- Page text:

** begin **

Here I am, jotting down bit to bit about what I think about life. This is life according to me. -Qarin Almaduri, 22

1:23 a.m.

"If giving leaves you feeling empty, you are giving too much to the wrong person."

Every morning I wake up finding my hands dirty of the mixture of dirt that there on my pair of hands. One night, I decided to stay awake and watch as myself drift into land of dreams -- and I find myself on the ground. Dazed, I was, as I see myself digging back memories that were buried deep down in the belly of the past. Memory, as what many people say, is a funny thing. It's normal, you see, to feel sad over bad memories that come visiting once in a while, but I never thought that happy memories are also capable to make you sad. Where did everything went wrong? What happened to those happy times? How come I've never realized when things started to turn bad?

** end **

- Dataset rows:
** begin **

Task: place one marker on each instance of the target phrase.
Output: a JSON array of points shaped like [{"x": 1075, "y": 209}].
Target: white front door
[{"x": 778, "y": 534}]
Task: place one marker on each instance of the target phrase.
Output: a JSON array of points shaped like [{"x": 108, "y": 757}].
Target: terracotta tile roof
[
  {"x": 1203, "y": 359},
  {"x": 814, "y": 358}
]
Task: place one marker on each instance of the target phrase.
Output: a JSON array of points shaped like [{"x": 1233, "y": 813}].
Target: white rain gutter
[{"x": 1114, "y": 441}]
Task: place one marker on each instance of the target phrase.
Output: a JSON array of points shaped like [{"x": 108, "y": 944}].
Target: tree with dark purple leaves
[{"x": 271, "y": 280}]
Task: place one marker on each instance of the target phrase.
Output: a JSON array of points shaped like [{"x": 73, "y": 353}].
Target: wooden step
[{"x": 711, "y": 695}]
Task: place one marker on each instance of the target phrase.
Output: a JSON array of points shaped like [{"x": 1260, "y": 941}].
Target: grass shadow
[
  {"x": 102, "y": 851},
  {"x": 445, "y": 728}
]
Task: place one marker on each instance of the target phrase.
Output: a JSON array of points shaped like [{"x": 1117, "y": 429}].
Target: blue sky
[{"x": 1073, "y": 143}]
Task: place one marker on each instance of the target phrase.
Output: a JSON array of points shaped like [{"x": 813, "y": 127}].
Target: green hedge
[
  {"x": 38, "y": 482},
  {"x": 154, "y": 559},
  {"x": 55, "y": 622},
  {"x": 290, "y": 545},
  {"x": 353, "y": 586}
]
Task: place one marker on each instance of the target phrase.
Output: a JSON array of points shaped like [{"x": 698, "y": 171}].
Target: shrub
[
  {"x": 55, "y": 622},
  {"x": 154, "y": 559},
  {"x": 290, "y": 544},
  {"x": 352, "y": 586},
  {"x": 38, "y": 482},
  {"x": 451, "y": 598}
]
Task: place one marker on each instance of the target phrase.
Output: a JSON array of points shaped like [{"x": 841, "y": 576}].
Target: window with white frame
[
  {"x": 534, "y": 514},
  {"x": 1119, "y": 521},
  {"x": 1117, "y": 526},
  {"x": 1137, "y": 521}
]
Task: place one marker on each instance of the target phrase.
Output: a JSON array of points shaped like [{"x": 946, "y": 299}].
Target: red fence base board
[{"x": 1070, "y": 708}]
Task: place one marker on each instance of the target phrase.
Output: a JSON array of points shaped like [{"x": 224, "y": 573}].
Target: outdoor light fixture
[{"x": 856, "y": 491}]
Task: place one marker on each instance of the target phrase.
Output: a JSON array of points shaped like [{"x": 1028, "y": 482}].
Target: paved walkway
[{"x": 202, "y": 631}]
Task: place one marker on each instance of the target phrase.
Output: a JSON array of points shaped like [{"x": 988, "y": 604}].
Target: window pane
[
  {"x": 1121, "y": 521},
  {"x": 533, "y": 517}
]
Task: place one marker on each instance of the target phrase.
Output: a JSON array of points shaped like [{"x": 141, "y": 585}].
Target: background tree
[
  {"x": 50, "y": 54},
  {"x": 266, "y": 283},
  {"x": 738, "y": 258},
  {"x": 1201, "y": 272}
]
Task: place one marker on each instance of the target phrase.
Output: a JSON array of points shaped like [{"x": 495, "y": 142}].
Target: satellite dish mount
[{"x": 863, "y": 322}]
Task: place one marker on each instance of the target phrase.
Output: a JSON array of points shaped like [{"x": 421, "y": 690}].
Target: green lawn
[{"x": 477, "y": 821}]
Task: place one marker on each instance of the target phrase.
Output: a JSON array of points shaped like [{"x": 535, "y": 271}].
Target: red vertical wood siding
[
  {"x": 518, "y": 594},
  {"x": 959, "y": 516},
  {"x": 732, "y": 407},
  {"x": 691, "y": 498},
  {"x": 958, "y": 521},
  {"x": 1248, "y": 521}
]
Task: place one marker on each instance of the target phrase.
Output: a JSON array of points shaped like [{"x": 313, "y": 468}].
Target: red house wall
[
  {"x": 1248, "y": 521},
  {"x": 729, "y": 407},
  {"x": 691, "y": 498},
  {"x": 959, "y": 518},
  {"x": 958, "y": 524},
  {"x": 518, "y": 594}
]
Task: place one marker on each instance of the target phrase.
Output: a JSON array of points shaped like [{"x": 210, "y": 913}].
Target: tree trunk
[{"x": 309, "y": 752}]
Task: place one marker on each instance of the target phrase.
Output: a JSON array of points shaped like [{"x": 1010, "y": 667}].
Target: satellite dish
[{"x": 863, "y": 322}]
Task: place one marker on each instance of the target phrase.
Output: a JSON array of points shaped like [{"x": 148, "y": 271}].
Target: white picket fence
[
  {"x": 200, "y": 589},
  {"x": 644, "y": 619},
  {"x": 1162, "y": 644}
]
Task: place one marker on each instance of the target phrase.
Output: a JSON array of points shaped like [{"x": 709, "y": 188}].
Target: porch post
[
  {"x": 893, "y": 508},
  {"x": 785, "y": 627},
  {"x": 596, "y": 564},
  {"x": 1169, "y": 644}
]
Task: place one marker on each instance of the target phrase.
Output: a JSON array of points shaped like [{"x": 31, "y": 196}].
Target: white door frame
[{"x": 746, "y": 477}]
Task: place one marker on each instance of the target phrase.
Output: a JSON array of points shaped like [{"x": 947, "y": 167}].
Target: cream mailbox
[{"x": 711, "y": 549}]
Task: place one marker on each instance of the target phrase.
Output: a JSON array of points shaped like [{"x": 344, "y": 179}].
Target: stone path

** end **

- To be done:
1. In the journal entry, shorten the paragraph that begins "Every morning I wake up" while keeping its main facts.
2. Keep writing the journal entry from the point where it ends.
You won't need the items for any of this.

- Results for the exercise:
1. Each morning I wake up with dirt on my hands. One night I stayed awake to watch myself fall asleep, and I found myself on the ground, digging up memories buried deep in the past. I'd known bad memories could bring sadness, but I never thought happy ones could too. Now I wonder where everything went wrong and why I never noticed things turning bad.

2.
You get this obnoxious feeling when you lose someone you were intimate with. Kind of like you never want to be touched again. Or avoiding letting anyone else put their hands where theirs used to be. It becomes a strange process, letting the relationship die over and over again until you can stop hating anything that comes into contact with you that isn’t them. You resent the shower because all the hot water makes you feel like your body was never theirs. You want your insides to become a relic of all the ways they loved you. So it becomes a funny process, you have to bury them and dig them up for every new old thing that you do without them. You say "I love you" to another person and think it’s the worst kind of betrayal. You’re angry at your mouth for enjoying it, you’re angry at your mouth for wanting to say more, and you’re angry at yourself for forgetting what their name tasted like when it comes out of your mouth. That’s how it happens, you barely notice at first. It starts with tiny little things, you forget how they looked in the morning, you forget how your name sounds like coming out of their mouth, you move on and it’s terrifying and it’s glorious but more than that, it’s freeing. Because you thought you’d never have that again, you’d never want someone so much that it felt like drowning and gasping for air was the most wonderful thing you’d ever done.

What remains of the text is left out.